====== INFORMATION SUPPLIED ======

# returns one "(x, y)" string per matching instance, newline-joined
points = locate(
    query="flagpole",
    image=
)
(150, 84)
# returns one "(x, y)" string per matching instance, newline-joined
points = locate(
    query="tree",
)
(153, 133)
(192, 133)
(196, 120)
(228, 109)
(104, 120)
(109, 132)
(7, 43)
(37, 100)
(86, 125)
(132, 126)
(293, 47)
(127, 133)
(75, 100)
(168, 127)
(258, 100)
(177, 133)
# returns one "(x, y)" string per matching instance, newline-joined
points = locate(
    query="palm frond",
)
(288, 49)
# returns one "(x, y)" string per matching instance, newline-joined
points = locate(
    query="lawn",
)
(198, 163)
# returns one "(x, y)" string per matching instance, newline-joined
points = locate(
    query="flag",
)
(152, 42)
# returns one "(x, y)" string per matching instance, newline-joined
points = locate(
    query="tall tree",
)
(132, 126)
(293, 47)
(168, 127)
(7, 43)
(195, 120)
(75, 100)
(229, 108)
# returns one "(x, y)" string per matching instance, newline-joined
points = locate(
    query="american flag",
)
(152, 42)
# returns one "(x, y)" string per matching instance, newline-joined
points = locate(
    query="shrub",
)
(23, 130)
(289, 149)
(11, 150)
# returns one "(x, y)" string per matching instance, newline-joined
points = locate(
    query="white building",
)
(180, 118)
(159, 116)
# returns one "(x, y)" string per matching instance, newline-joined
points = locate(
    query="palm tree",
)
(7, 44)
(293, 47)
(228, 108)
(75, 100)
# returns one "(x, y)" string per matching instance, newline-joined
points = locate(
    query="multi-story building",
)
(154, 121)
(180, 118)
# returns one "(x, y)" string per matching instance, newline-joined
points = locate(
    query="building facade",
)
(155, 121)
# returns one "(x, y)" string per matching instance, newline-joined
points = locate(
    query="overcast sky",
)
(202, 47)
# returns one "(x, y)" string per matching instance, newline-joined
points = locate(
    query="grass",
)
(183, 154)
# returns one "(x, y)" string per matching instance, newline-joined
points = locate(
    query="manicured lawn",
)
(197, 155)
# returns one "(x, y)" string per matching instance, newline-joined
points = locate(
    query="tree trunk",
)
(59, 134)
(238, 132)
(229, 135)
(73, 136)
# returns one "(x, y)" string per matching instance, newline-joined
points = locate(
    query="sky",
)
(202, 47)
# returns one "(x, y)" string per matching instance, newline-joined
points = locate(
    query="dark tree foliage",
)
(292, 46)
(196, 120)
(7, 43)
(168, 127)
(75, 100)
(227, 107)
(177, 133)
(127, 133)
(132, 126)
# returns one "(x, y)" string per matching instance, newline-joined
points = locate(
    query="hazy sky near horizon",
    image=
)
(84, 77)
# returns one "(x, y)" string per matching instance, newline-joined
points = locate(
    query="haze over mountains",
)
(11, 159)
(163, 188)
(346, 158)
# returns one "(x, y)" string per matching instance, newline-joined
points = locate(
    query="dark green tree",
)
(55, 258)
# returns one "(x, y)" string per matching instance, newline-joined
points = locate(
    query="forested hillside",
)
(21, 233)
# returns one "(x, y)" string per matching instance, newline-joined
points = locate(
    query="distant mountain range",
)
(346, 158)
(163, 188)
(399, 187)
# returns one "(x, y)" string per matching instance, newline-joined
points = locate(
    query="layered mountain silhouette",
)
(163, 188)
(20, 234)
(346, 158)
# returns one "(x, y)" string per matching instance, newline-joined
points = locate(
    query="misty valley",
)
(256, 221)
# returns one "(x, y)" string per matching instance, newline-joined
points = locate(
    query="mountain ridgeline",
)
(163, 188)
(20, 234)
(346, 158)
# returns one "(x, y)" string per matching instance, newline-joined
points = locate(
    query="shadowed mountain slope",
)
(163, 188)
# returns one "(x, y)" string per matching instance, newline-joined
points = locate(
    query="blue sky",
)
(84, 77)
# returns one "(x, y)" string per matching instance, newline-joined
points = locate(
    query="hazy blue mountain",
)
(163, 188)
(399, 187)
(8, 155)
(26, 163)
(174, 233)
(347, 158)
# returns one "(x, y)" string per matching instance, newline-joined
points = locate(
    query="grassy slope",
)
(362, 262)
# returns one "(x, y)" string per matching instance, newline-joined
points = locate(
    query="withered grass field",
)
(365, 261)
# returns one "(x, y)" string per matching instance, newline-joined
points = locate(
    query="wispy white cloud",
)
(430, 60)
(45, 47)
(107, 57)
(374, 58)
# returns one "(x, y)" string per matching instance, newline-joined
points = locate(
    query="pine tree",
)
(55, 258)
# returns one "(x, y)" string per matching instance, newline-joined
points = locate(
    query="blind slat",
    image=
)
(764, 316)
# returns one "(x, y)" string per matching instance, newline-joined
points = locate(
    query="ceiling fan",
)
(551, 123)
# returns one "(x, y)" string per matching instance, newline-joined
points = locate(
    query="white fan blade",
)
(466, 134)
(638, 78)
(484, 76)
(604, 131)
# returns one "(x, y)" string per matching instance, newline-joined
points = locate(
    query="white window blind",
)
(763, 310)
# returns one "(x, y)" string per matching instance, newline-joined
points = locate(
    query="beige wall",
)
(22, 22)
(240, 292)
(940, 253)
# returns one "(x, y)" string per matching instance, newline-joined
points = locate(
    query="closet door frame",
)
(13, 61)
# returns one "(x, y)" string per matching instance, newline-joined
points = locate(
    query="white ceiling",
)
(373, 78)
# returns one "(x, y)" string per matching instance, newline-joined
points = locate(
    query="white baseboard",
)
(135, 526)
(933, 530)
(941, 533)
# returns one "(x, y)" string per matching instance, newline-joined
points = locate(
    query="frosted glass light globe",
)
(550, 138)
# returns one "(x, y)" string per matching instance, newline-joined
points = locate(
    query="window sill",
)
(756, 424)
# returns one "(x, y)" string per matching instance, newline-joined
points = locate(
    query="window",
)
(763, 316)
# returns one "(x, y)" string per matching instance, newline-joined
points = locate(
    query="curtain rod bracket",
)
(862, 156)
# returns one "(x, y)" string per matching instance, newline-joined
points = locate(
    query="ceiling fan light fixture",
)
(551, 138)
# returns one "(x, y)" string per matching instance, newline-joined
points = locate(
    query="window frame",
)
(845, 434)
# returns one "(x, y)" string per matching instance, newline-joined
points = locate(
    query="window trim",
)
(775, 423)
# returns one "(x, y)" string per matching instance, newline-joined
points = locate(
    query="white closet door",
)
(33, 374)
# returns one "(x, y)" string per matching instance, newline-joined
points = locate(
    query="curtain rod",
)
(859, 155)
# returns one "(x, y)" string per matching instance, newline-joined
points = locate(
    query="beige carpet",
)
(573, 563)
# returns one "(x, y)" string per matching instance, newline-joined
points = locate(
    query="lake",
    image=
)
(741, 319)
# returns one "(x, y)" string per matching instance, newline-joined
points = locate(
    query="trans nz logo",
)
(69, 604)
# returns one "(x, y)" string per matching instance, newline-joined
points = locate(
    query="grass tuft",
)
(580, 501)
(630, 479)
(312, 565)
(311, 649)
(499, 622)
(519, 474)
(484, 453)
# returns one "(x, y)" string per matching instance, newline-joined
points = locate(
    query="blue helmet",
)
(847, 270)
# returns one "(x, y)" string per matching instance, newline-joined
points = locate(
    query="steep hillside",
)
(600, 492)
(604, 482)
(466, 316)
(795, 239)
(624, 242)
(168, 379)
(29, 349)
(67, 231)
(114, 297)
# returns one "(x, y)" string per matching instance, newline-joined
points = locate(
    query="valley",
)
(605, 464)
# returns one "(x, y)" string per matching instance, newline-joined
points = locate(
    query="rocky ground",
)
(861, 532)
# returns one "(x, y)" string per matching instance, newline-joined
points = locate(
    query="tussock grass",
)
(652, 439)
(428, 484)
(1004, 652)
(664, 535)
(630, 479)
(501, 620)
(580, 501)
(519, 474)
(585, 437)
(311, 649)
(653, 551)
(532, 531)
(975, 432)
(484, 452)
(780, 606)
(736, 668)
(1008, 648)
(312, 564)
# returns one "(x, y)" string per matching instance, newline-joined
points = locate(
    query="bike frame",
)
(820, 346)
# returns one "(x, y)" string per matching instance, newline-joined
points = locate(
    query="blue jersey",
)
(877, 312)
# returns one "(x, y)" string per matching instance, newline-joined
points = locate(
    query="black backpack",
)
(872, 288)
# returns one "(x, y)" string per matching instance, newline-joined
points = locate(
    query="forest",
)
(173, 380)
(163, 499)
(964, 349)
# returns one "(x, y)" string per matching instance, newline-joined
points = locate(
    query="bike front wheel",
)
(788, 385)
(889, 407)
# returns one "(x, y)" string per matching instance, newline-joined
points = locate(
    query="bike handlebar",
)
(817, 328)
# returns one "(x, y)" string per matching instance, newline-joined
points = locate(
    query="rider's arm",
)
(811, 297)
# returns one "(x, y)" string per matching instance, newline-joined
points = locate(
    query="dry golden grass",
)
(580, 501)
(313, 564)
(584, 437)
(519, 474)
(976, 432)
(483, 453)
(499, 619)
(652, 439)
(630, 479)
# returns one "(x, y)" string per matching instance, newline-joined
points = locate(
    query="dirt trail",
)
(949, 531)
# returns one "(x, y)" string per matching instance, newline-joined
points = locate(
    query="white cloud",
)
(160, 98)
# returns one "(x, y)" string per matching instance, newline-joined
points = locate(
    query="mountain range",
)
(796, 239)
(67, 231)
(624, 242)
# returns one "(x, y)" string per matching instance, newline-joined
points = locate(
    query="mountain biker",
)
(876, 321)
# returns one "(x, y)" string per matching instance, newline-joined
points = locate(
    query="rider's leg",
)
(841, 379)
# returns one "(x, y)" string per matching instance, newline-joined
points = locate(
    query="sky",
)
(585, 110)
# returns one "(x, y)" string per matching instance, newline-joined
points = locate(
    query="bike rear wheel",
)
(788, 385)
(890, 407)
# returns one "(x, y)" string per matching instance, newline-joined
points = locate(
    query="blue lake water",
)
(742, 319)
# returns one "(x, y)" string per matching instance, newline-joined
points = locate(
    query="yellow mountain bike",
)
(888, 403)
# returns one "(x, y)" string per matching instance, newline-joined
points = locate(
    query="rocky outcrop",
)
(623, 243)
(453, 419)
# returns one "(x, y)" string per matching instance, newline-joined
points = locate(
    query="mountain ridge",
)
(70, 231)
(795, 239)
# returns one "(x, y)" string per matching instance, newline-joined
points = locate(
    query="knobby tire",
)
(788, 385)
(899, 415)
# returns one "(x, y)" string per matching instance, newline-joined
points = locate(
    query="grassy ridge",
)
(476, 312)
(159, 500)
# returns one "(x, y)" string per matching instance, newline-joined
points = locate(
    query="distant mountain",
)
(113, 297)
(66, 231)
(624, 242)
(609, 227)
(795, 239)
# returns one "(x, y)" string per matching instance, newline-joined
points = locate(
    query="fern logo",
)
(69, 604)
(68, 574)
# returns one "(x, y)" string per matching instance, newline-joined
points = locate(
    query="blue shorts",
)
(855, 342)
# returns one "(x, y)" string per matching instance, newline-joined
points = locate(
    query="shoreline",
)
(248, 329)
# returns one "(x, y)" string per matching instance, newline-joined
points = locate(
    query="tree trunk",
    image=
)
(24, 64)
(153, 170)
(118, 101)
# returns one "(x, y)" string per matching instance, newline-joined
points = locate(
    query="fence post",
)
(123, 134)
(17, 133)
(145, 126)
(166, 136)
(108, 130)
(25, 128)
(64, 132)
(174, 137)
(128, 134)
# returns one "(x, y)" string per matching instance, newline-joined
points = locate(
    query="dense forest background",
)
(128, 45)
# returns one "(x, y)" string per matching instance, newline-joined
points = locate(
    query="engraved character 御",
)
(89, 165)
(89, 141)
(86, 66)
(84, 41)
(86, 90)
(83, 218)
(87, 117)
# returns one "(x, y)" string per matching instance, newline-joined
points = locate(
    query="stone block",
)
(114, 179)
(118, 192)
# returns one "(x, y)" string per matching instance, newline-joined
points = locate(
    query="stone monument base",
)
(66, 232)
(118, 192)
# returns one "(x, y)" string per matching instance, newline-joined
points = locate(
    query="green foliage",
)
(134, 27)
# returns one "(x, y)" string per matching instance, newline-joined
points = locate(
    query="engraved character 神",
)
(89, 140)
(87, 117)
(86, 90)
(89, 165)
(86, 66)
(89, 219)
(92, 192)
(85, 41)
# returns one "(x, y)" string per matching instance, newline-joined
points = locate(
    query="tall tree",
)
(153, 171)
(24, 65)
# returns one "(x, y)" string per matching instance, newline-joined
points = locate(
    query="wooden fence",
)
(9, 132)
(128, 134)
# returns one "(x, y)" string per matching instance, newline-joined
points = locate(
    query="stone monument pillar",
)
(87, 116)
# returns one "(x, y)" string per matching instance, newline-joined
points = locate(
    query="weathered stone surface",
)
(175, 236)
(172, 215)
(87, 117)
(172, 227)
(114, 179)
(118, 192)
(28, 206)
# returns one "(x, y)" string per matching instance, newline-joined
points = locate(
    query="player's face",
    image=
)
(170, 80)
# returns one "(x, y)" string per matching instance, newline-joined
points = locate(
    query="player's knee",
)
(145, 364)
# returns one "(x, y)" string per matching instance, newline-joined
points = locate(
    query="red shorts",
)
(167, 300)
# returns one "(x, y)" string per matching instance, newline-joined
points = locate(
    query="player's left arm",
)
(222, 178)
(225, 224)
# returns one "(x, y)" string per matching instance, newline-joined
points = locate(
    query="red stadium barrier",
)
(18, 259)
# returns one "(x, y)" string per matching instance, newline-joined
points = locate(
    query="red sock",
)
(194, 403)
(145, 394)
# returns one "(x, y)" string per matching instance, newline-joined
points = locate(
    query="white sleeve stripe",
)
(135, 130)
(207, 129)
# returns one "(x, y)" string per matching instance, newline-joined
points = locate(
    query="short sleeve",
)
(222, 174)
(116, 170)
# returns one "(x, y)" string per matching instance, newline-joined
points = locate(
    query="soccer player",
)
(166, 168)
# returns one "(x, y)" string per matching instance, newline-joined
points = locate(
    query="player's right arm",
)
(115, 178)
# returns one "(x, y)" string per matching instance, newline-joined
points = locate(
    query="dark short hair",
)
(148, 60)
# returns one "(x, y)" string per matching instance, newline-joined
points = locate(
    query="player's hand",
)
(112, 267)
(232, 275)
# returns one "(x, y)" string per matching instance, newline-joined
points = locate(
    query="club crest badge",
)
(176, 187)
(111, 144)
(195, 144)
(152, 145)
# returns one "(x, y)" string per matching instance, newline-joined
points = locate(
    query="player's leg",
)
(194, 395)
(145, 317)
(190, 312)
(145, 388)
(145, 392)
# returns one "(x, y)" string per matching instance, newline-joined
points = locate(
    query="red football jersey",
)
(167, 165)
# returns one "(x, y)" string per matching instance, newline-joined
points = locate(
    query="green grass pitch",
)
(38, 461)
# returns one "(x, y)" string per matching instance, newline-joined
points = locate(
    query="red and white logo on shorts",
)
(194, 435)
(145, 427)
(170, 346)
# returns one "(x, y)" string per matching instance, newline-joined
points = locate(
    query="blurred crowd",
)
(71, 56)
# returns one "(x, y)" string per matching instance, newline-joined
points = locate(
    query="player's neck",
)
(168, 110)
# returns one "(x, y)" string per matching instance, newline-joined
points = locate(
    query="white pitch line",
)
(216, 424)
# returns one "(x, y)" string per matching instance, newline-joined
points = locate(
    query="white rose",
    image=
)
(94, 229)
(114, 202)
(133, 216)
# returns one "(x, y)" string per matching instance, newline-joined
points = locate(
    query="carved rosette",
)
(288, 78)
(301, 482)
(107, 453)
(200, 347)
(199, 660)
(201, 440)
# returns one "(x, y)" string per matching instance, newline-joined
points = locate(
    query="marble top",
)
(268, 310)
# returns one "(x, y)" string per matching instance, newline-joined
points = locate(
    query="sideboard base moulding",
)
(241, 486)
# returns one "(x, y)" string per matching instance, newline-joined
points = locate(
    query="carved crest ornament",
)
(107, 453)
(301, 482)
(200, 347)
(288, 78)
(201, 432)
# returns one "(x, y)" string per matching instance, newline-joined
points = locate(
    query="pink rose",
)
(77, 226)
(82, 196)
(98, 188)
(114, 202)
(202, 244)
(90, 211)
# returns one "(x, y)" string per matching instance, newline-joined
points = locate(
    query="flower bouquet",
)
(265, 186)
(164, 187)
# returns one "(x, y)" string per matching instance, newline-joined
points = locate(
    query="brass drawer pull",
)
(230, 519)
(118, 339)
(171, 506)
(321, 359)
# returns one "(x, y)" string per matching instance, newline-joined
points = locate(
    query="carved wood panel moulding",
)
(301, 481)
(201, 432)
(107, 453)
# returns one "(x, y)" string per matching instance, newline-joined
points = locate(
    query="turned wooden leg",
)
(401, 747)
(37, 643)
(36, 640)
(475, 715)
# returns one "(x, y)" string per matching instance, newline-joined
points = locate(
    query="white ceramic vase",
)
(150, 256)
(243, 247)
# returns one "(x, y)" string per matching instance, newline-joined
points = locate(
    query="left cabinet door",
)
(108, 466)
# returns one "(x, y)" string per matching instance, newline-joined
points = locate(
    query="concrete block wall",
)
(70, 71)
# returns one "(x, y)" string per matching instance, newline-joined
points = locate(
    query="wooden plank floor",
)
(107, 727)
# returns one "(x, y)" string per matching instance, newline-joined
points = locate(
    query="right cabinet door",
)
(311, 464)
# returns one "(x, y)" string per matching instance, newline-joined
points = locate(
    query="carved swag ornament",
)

======

## SET EXERCISE
Pull out each line above that contains the string "shorts", and copy those lines unchanged. Match case.

## RESPONSE FOR THIS EXERCISE
    query="blue shorts",
    query="red shorts",
    query="red and white logo on shorts",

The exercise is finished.